BEGIN RECORDS TO PROCESS

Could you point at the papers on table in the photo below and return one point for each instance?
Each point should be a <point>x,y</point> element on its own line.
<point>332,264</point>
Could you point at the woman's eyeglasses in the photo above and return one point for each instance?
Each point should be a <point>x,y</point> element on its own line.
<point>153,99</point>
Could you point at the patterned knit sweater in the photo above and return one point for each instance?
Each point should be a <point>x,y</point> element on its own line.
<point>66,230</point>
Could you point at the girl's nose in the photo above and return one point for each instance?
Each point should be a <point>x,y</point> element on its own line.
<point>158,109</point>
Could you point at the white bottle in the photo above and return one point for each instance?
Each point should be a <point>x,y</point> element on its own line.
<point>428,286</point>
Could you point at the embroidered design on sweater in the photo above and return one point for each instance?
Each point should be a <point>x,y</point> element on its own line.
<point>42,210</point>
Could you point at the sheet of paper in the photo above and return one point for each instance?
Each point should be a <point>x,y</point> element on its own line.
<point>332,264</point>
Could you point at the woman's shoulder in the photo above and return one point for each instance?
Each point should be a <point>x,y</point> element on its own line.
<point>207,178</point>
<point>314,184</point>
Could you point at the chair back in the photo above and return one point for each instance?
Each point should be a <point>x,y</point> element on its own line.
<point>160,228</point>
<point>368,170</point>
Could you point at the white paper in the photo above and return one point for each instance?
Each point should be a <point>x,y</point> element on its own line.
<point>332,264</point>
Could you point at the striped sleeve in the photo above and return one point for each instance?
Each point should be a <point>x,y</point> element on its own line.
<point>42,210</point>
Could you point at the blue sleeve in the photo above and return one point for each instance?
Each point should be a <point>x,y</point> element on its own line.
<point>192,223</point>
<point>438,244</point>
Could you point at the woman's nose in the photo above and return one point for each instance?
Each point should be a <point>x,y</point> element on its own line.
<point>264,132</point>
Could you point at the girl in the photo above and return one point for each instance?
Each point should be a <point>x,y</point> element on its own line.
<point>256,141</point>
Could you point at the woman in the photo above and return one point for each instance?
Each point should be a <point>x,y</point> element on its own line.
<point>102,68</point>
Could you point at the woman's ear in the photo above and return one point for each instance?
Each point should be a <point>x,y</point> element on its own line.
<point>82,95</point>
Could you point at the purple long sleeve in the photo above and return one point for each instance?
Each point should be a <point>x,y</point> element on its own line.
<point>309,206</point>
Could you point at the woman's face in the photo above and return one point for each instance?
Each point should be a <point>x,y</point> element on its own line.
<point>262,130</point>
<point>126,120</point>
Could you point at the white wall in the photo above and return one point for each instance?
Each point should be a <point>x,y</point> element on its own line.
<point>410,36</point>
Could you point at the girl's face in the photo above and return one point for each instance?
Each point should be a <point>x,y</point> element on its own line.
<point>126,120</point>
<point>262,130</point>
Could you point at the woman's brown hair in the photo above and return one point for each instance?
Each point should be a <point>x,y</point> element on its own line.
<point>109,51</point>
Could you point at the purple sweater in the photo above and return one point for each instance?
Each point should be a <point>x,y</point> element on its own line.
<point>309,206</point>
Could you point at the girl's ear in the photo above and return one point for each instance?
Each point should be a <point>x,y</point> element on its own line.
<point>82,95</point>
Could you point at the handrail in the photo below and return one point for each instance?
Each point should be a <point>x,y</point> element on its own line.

END RECORDS TO PROCESS

§ WHAT THIS TASK INVOLVES: Repeat each record exactly. Omit nothing.

§ RESPONSE TO THIS TASK:
Could you point at the papers on table in the photo below and return one point for each instance?
Each point should be a <point>x,y</point> element on its own line.
<point>332,264</point>
Could you point at the woman's eyeglasses in the photo above and return one point for each instance?
Each point should be a <point>x,y</point> element on its own line.
<point>153,99</point>
Could you point at the patterned knit sweater in the photo above and return one point for each instance?
Each point should be a <point>x,y</point> element on its own line.
<point>66,230</point>
Could you point at the girl's nose in the photo above and return one point for each instance?
Each point should be a <point>x,y</point> element on its own line.
<point>158,109</point>
Could you point at the white bottle in the photo above and return one point for each instance?
Each point should be a <point>x,y</point> element on its own line.
<point>428,286</point>
Could you point at the embroidered design on sweater in the photo above and return one point for each instance?
Each point should be a <point>x,y</point> element on its own line.
<point>42,210</point>
Could you point at the sheet of paper in the photo above and return one point for each instance?
Each point should be a <point>x,y</point> element on its own line.
<point>332,264</point>
Could you point at the woman's shoulder in the photo above and return one point for each instance?
Each point should be a <point>x,y</point> element on its own line.
<point>207,178</point>
<point>314,184</point>
Could you point at the chair back in the photo above and return one point for each instance?
Each point should be a <point>x,y</point> element on its own line.
<point>160,228</point>
<point>368,170</point>
Could you point at the white paper in the photo above and return one point for each instance?
Each point should be a <point>x,y</point> element on its own line.
<point>332,264</point>
Could you point at the striped sleeve in the photo above and return one point for each instance?
Each point should be a <point>x,y</point> element on its own line.
<point>42,210</point>
Could you point at the blue sleeve in the photo above and return one point for each instance?
Each point should be a <point>x,y</point> element on its own line.
<point>192,223</point>
<point>438,244</point>
Could you point at the woman's nose in the photo above and return one point for each instance?
Each point should be a <point>x,y</point> element on its own line.
<point>264,132</point>
Could you point at the girl in the photo above and return one point for each instance?
Each point should be a <point>x,y</point> element on its own line.
<point>256,141</point>
Could you point at the woman in the photo above and return one point for each instance?
Each point should be a <point>x,y</point> element on its own line.
<point>102,68</point>
Could you point at the woman's ear in the photo above and return one point for each instance?
Each point should be a <point>x,y</point> element on its own line.
<point>82,95</point>
Could you point at the purple long sleeve in the photo above and return one point for each instance?
Each point should be a <point>x,y</point> element on its own line.
<point>309,206</point>
Could you point at the woman's face in the photo above and return one point for each instance?
Each point should be a <point>x,y</point> element on its own line.
<point>262,130</point>
<point>126,120</point>
Could you point at the white wall in the photo above and return one point for each instance?
Each point should be a <point>x,y</point> element on its own line.
<point>410,36</point>
Could you point at the girl's face in the photo above and return one point for each instance?
Each point should be a <point>x,y</point> element on its own line.
<point>126,120</point>
<point>262,130</point>
Could you point at the woman's brown hair in the photo above and return one point for each instance?
Each point should be a <point>x,y</point> element on its own line.
<point>109,51</point>
Could you point at the purple sweater in the photo above and return one point for each instance?
Each point should be a <point>x,y</point> element on its own line.
<point>309,206</point>
Could you point at the girl's ear in the photo above and return one point for each instance?
Each point should be a <point>x,y</point> element on its own line.
<point>82,95</point>
Could you point at the handrail in the photo below and return one point for each instance?
Each point should be a <point>x,y</point> element on its own line.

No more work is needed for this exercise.